### TO DO
1. For the Pivotal Greenplum article, state whether each statement agrees with it: (a) each server node owns and manages its own distinct portion of the data; (b) third-party analytic and administration tools connect through proprietary client interfaces; (c) Greenplum uses a shared-disk architecture. Answer yes or no for each, quoting the words of the article that decide it.
2. Take the Pivotal Greenplum article further, beginning right after its final sentence.

### TEXT TO READ

╔══

Pivotal Greenplum: The First Open Source Massively Parallel Data Warehouse

December 2, 2016


Static IT budgets, exploding data volumes, and ever-evolving competitive landscape have catalyzed new ways of thinking about effective systems for data analytics in enterprises. Legacy data management solutions have not been able to scale to the volume of data and deliver advanced analytical capabilities needed to address this new market reality. At the same time, proven massively parallel processing data warehouses have led to new approaches for effective data exploration and business insights.

Pivotal Greenplum is the only open source shared nothing, massively parallel processing (MPP) data warehouse that has been designed for business intelligence processing and advanced data analytics. The enterprise-grade analytical database provides powerful and rapid analytics on very large volumes of data.


Key Architectural Tenets

Each server node in the Greenplum owns and manages a distinct portion of the overall data. The system automatically distributes data and parallelizes query workloads across all available hardware, moving the processing dramatically closer to the data and its users, as a result, delivering maximum resource utilization and incredible expressiveness.

Pivotal Greenplum is the best platform on the market for mission critical analytics. The shared-nothing MPP architecture enables massive data storage, loading, and processing with unlimited linear scalability. Adaptive services provide enterprises with high availability, workload management, etc. Key product features enable petabyte-scale loading, polymorphic storage, comprehensive language and advanced machine learning support etc. In addition, all major third-party analytic and administration tools are supported through standard client interfaces.

Greenplum is regarded as the most scalable mission-critical analytical database and is in use by a large number of leading enterprises worldwide.

Core Capabilities Deliver a Fully Featured Analytical Data Warehouse

Greenplum incorporates several core capabilities that deliver extremely high query performance and throughput, reliable query completeness and correctness and strong support for complex queries at petabyte scale data volumes with mixed workloads.

╚══

### MATERIAL PROVIDED

╔══

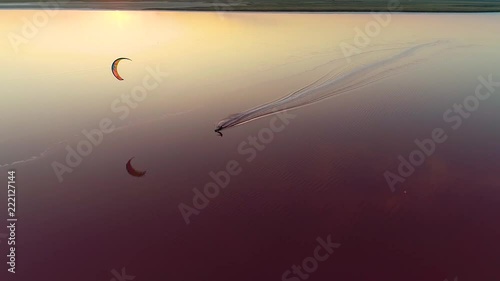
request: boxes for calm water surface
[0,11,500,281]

╚══
╔══

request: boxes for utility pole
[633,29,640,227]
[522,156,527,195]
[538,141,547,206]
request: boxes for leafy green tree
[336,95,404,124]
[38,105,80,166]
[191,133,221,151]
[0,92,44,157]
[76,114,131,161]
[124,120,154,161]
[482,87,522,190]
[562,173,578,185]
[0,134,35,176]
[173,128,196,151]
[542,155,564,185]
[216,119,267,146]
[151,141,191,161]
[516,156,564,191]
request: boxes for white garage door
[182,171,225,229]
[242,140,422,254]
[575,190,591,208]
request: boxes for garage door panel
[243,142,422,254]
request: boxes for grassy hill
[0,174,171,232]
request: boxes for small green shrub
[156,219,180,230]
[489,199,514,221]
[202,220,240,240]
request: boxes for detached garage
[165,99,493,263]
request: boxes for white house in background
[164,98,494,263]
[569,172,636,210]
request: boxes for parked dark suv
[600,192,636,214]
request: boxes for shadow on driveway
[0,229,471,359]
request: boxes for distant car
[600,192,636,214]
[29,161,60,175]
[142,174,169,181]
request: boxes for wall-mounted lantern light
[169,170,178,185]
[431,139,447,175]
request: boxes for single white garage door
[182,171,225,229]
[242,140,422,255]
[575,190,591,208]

╚══
╔══

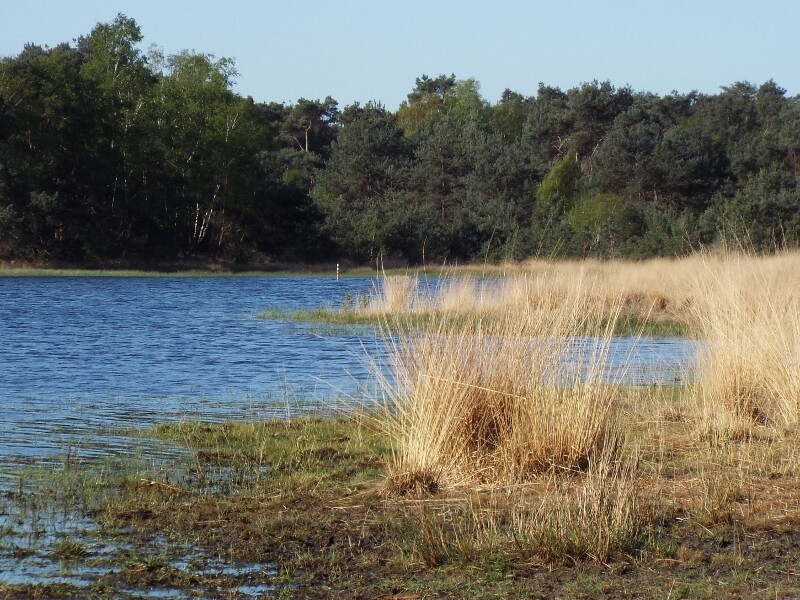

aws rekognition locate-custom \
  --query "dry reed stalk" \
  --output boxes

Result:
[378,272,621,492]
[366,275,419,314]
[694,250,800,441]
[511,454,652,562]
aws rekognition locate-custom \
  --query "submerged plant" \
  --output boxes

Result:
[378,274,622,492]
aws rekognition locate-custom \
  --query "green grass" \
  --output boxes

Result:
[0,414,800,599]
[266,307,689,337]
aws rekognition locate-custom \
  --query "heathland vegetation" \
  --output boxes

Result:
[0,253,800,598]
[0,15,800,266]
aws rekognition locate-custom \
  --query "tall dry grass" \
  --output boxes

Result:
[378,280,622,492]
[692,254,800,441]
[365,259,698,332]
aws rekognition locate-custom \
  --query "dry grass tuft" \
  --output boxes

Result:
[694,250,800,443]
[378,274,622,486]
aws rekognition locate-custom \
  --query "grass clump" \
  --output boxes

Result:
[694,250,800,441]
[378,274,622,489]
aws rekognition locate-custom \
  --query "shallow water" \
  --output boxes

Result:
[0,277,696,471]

╚══

### TASK-BY-TASK ANSWERS
1.
(a) Yes: "Each server node in the Greenplum owns and manages a distinct portion of the overall data."
(b) No: "all major third-party analytic and administration tools are supported through standard client interfaces."
(c) No: "Pivotal Greenplum is the only open source shared nothing, massively parallel processing (MPP) data warehouse"

2.
Proven Open Source Technology: After a decade of software hardening, Pivotal made Greenplum available as an open source data warehouse called the “Greenplum Database”. The Greenplum Database project is under Apache License v2.0 and it is openly available to all contributors on greenplum.org.

Massively Parallel Processing Architecture: he Pivotal Greenplum architecture provides automatic parallelization of data and queries—all data is automatically partitioned across all nodes of the system, and queries are planned and executed using all nodes working together in a highly coordinated fashion.

Petabyte-Scale Loading: High-performance loading uses MPP Scatter/Gather Streaming technology. Loading speeds scale with each additional node to greater than 10 terabytes per hour, per rack. Continuous streams are loaded using trickle micro-batching at extremely high data ingest rates.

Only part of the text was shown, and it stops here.